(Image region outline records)
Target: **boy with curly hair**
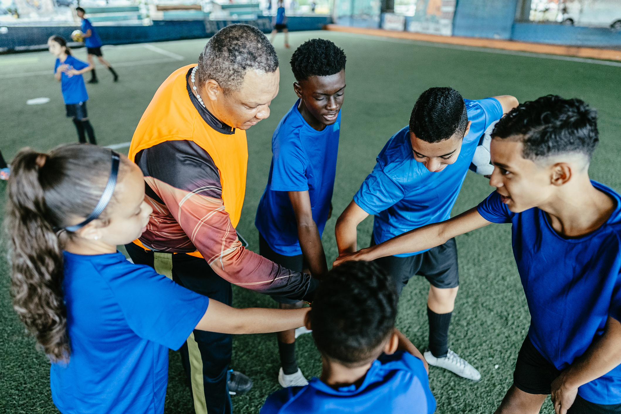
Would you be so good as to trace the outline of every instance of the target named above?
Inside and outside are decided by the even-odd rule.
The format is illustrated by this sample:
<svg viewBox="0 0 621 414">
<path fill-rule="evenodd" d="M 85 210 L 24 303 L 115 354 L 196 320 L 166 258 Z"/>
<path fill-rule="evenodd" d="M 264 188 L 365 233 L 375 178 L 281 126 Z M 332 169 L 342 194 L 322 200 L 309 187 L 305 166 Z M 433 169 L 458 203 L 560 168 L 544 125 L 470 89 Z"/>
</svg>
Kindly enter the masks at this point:
<svg viewBox="0 0 621 414">
<path fill-rule="evenodd" d="M 321 235 L 332 210 L 345 60 L 342 49 L 323 39 L 309 40 L 294 52 L 293 89 L 299 99 L 272 136 L 270 177 L 255 222 L 261 255 L 318 278 L 328 271 Z M 272 297 L 281 309 L 303 305 Z M 306 385 L 296 360 L 294 330 L 279 332 L 278 340 L 278 382 L 283 387 Z"/>
<path fill-rule="evenodd" d="M 435 399 L 428 366 L 395 329 L 399 296 L 392 278 L 368 262 L 334 268 L 306 315 L 321 353 L 319 378 L 268 397 L 261 414 L 430 414 Z"/>
</svg>

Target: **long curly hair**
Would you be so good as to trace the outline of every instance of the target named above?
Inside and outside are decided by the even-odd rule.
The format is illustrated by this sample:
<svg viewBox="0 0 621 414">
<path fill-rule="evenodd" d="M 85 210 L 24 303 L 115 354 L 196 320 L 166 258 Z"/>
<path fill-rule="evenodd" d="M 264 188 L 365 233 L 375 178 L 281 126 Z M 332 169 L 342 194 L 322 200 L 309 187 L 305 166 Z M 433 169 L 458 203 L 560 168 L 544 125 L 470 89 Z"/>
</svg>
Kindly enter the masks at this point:
<svg viewBox="0 0 621 414">
<path fill-rule="evenodd" d="M 111 163 L 109 149 L 83 144 L 48 154 L 25 148 L 11 163 L 5 225 L 13 308 L 53 362 L 68 361 L 71 354 L 62 245 L 75 234 L 63 229 L 97 205 Z M 107 209 L 100 216 L 104 221 Z"/>
</svg>

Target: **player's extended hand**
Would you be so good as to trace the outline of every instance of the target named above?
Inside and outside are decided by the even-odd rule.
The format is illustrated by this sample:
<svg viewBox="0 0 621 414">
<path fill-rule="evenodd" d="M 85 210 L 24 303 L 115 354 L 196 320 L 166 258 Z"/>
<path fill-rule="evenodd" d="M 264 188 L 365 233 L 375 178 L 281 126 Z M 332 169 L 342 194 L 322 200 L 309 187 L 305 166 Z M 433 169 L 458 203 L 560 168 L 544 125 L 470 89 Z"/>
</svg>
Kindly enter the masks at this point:
<svg viewBox="0 0 621 414">
<path fill-rule="evenodd" d="M 556 414 L 566 414 L 578 395 L 578 387 L 572 388 L 565 382 L 566 372 L 563 372 L 555 380 L 552 381 L 552 403 L 554 404 L 554 410 Z"/>
</svg>

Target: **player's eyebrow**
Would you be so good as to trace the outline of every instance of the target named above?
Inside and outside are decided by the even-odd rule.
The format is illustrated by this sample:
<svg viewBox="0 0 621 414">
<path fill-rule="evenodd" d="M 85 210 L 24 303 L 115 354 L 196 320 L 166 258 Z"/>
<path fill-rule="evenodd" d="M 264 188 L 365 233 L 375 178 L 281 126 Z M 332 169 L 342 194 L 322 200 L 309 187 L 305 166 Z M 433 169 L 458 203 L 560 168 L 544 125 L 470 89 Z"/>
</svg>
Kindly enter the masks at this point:
<svg viewBox="0 0 621 414">
<path fill-rule="evenodd" d="M 418 152 L 418 151 L 416 151 L 415 149 L 412 149 L 412 151 L 414 151 L 414 152 L 416 152 L 416 154 L 417 154 L 417 155 L 418 155 L 419 156 L 421 157 L 427 157 L 427 156 L 425 156 L 425 155 L 423 155 L 422 154 L 421 154 L 420 152 Z M 456 149 L 456 148 L 455 148 L 455 149 L 453 149 L 453 150 L 452 151 L 451 151 L 450 152 L 448 152 L 448 154 L 445 154 L 444 155 L 441 155 L 441 156 L 437 156 L 437 157 L 448 157 L 448 156 L 450 156 L 450 155 L 451 155 L 451 154 L 453 154 L 453 152 L 455 152 L 456 151 L 457 151 L 457 149 Z M 435 158 L 435 157 L 427 157 L 427 158 Z"/>
</svg>

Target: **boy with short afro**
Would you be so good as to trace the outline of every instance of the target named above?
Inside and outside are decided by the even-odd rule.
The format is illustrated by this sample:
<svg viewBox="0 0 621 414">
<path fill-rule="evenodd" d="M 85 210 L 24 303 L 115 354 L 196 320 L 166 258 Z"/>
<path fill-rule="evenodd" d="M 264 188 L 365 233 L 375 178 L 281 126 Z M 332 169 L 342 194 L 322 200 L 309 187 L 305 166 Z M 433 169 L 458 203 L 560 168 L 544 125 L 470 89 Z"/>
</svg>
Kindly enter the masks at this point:
<svg viewBox="0 0 621 414">
<path fill-rule="evenodd" d="M 321 235 L 332 210 L 345 97 L 345 55 L 329 40 L 312 39 L 294 52 L 291 69 L 298 99 L 272 137 L 271 166 L 255 224 L 261 255 L 284 268 L 321 278 L 328 271 Z M 273 296 L 281 309 L 302 302 Z M 296 360 L 296 334 L 278 333 L 283 387 L 305 385 Z"/>
<path fill-rule="evenodd" d="M 276 391 L 261 414 L 435 410 L 427 364 L 394 328 L 399 296 L 391 277 L 374 263 L 349 262 L 332 269 L 315 294 L 306 325 L 321 352 L 321 377 Z"/>
</svg>

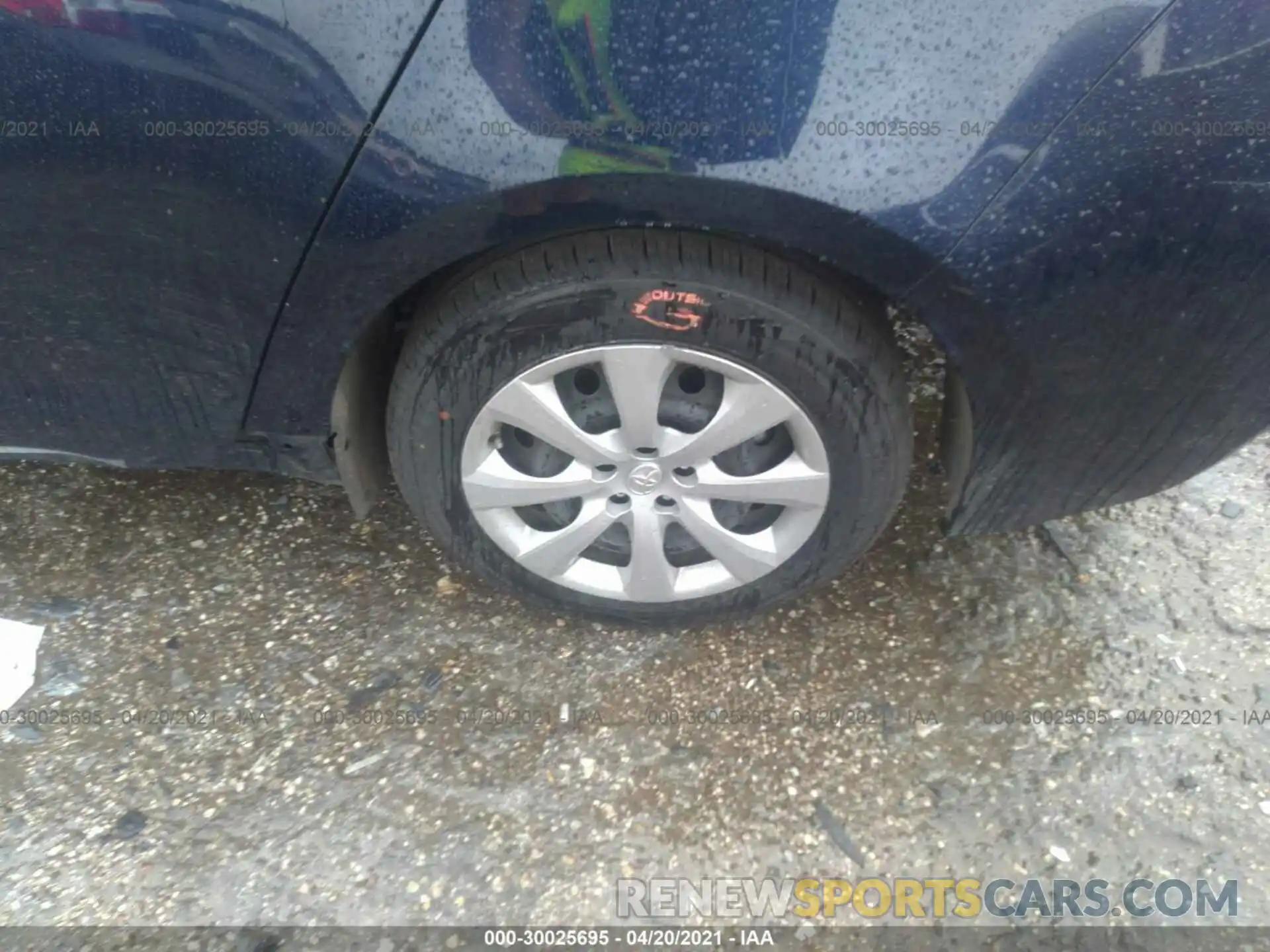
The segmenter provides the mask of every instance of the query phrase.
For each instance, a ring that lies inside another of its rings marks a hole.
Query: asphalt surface
[[[0,467],[0,617],[48,626],[15,711],[64,721],[0,729],[0,922],[611,923],[618,877],[865,873],[1238,878],[1270,922],[1270,439],[947,539],[930,380],[874,552],[695,631],[526,609],[395,496]]]

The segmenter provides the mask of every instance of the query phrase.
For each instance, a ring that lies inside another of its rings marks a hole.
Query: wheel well
[[[483,267],[489,260],[565,235],[611,230],[570,228],[535,235],[521,241],[504,242],[467,255],[424,277],[363,327],[348,353],[335,387],[330,435],[330,447],[340,481],[358,518],[364,518],[370,513],[377,496],[392,481],[385,438],[389,383],[406,331],[420,307],[432,297],[442,293],[447,286],[460,281],[465,274]],[[846,272],[823,258],[799,248],[765,241],[752,235],[730,234],[716,228],[672,226],[668,230],[719,235],[782,258],[818,275],[827,283],[847,286],[865,307],[878,315],[892,338],[895,336],[894,329],[899,319],[895,302],[860,275]],[[956,388],[954,385],[958,385]],[[964,472],[969,459],[969,404],[965,399],[964,386],[960,386],[960,381],[954,373],[947,374],[946,386],[945,418],[955,420],[956,425],[945,424],[941,430],[941,444],[945,468],[952,475]],[[954,397],[960,399],[954,400]],[[952,413],[952,409],[956,413]]]

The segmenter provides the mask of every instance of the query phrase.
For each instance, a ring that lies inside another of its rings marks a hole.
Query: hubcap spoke
[[[583,550],[599,538],[601,533],[613,524],[607,500],[588,499],[582,504],[578,518],[556,532],[537,532],[530,529],[531,542],[517,555],[517,560],[527,569],[555,578],[569,570]]]
[[[659,462],[667,468],[700,466],[785,423],[792,411],[792,405],[770,383],[729,380],[714,419],[697,433],[674,433],[667,439]]]
[[[695,486],[679,490],[685,496],[799,508],[823,506],[829,496],[829,473],[796,454],[753,476],[729,476],[712,462],[697,467],[696,475]]]
[[[556,476],[530,476],[491,452],[475,472],[464,477],[464,493],[472,509],[559,503],[596,493],[591,470],[574,461]]]
[[[603,367],[626,449],[657,448],[663,433],[657,410],[673,360],[660,347],[622,347],[605,354]]]
[[[503,423],[519,426],[589,466],[622,458],[611,439],[587,433],[573,421],[551,381],[512,381],[489,402],[489,410]]]
[[[669,602],[678,569],[665,561],[665,517],[648,500],[631,509],[631,561],[622,569],[622,588],[632,602]]]
[[[681,500],[679,522],[739,581],[753,581],[782,561],[771,529],[752,536],[729,532],[719,524],[710,503],[704,499]]]

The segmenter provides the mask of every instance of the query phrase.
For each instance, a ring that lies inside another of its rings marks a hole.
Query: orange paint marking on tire
[[[664,305],[664,317],[658,317],[649,311],[650,305]],[[654,327],[665,330],[692,330],[700,327],[705,315],[690,310],[692,307],[706,307],[709,302],[691,291],[671,291],[669,288],[654,288],[645,291],[631,305],[631,315],[641,321],[648,321]]]

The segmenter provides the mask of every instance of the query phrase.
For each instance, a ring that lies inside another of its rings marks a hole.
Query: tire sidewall
[[[701,322],[672,330],[634,316],[632,305],[662,287],[702,298],[706,305],[693,308]],[[626,622],[682,623],[752,612],[833,576],[884,528],[908,461],[900,461],[902,447],[892,438],[886,413],[894,407],[884,397],[884,381],[875,380],[871,354],[852,347],[859,335],[834,345],[799,314],[800,305],[792,297],[758,300],[748,288],[709,281],[664,286],[638,277],[573,275],[558,286],[469,306],[465,320],[432,341],[413,374],[394,380],[389,443],[403,494],[437,541],[486,579],[555,608],[564,603]],[[815,425],[829,457],[831,486],[815,531],[767,575],[714,595],[636,604],[558,585],[516,562],[472,517],[460,467],[476,414],[525,371],[585,348],[650,343],[732,359],[779,386]]]

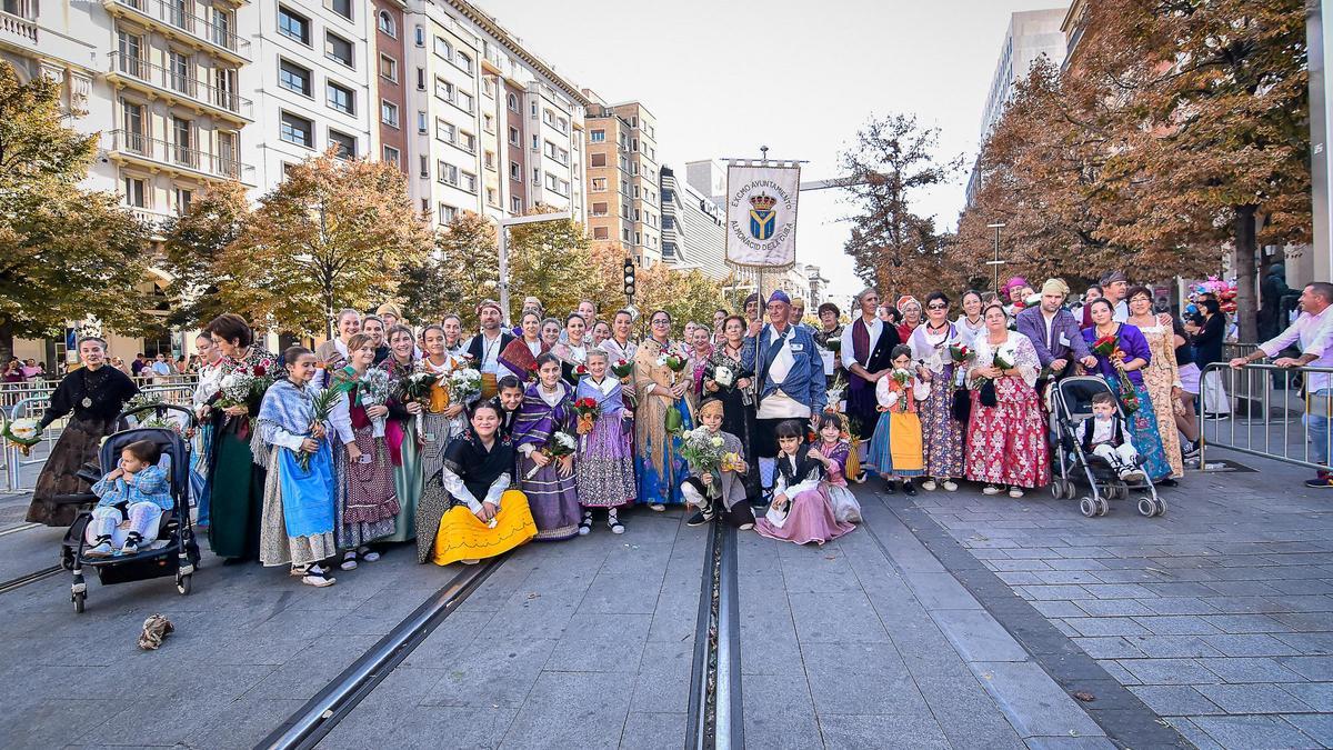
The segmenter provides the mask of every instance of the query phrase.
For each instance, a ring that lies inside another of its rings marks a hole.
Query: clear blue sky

### Stated exercise
Copy out each line of the records above that contains the word "hair".

### Task result
Target: **boy with curly hair**
Target: **long curly hair**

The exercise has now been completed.